What you need to do.
1) In the article on energy transition investment, quote the stretch from "Worldwide Investment Grows" through "according to Moore.".
2) Answer these questions using the article on energy transition investment:
(a) How much was invested in energy transition projects globally in 2024?
(b) By what percentage was offshore wind down in 2024 compared to the previous year?
(c) What worldwide total did energy storage reach in 2024?
3) Continue the article on energy transition investment from where it stops.

Document.

--

With US$2 trillion invested in energy transition projects globally in 2024, one would think that everything was rosy on the net-zero and sustainability front. But when you look more deeply into the numbers, a mix of good and bad news emerges. Jon Moore, CEO (chief executive officer) of green investment analyst firm BloombergNEF, laid out the numbers during the Baker Hughes Annual Meeting 2025 in Florence, Italy. Some areas remain strong, some are weak, and a few have leveled off. Here are the key trends that have emerged:

 

Worldwide Investment Grows

Moore noted that Asia was the biggest investor in energy transition technologies, with China leading the way. European funding, on the other hand, fell in 2024. The Americas experienced 7% growth, but this was a slowing down compared to previous years, due primarily to policy uncertainty, according to Moore.

“Most global investment was in clean energy and green transportation followed by power grids,” said Moore. “Solar energy dominates renewable energy spending, while offshore wind was down 50% in 2024 compared to the previous year.”

Solar energy propelled renewables to record levels in 2024. Out of US$725 billion of funding for renewable energy in 2024 (up from US$675 billion in 2023 and US$382 billion in 2020), solar accounted for around US$500 billion. Mature markets like North America and Europe continued to increase their investment in solar photovoltaic but the real growth came from places like China and Brazil.

Jon Moore, CEO Of BloombergNEF Speaking At The 2025 Baker Hughes Annual Meeting

Energy Storage Soars

Energy storage was the big winner in 2024. It was up 36% compared to 2023 and reached US$54 billion worldwide. Battery pack costs dropped by about 20%, adding impetus to the trend.

--

Lines contained in a dataset
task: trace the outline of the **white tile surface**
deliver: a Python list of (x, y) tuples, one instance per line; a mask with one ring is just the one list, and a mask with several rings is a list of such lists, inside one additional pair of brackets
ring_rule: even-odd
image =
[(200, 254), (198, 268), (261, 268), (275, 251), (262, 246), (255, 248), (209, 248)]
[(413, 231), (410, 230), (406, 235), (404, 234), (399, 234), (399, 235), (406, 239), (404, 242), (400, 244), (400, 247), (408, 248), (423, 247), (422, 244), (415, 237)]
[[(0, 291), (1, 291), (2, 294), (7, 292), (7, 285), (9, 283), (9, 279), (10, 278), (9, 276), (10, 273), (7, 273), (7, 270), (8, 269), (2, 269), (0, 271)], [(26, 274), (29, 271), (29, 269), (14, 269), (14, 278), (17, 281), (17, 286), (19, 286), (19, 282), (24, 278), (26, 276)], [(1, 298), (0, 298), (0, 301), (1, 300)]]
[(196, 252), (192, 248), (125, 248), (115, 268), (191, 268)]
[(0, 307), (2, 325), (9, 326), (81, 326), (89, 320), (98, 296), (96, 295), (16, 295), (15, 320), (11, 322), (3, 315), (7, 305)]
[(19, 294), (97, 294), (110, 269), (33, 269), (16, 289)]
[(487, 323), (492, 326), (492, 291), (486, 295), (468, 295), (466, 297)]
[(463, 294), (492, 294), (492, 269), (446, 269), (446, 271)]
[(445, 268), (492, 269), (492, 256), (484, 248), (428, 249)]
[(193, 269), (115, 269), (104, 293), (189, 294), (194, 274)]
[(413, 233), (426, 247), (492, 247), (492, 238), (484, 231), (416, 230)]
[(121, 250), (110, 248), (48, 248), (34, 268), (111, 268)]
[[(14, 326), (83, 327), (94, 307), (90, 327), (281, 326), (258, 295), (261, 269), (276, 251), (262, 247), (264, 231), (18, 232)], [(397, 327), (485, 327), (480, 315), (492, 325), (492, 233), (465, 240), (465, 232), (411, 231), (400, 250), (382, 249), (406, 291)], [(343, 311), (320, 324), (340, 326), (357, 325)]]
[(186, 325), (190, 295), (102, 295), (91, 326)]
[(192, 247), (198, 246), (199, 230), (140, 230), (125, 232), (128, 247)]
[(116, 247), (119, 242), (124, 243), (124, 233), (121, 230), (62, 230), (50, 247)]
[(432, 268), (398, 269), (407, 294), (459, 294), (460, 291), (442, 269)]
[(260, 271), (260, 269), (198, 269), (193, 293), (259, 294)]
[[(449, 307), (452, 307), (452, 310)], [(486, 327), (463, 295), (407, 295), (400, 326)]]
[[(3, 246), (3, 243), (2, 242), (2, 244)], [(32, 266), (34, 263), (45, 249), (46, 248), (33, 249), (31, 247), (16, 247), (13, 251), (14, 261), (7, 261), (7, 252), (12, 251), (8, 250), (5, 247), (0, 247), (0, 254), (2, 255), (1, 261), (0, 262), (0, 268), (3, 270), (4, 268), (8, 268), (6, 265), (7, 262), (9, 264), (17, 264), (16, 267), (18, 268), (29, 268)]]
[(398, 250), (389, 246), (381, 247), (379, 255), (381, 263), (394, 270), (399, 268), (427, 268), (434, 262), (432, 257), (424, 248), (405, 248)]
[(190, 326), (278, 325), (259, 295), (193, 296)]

--

Responses per task.
1)
Worldwide Investment Grows

Moore noted that Asia was the biggest investor in energy transition technologies, with China leading the way. European funding, on the other hand, fell in 2024. The Americas experienced 7% growth, but this was a slowing down compared to previous years, due primarily to policy uncertainty, according to Moore.

2)
(a) US$2 trillion
(b) 50%
(c) US$54 billion

3)
Going back a decade, global investment in energy storage was as little as US$600 million. It rose to US$4.7 billion in 2020 and from that point is achieved almost exponential expansion — US$7.5 billion in 2021, US$20.6 billion in 2022, US$39.6 in 2023, and more than US$50 billion now, with no signs of slowing down. After several years of proof-of-concept and small-scale facilities, we are now seeing utilities step up with a series of mega-projects.

“Utility scale projects in energy storage made up 58% of total global investment,” said Moore.

EV (electric vehicle) sales and investments are also strong. EVs continued to post good numbers — 20% increase globally over 2023 despite rumors of Rivian’s financial troubles and anti-Musk sentiment potentially impacting Tesla. Electrified transport spending such as buses and trucks is growing, too, but forms a small portion of the overall pie. The market is being driven by passenger vehicles.

Grid investment was up 15% globally in 2024, achieving a record high of US$390 billion. The US, China, Europe, and Asia were particularly bullish on grid expansion and upgrade funding.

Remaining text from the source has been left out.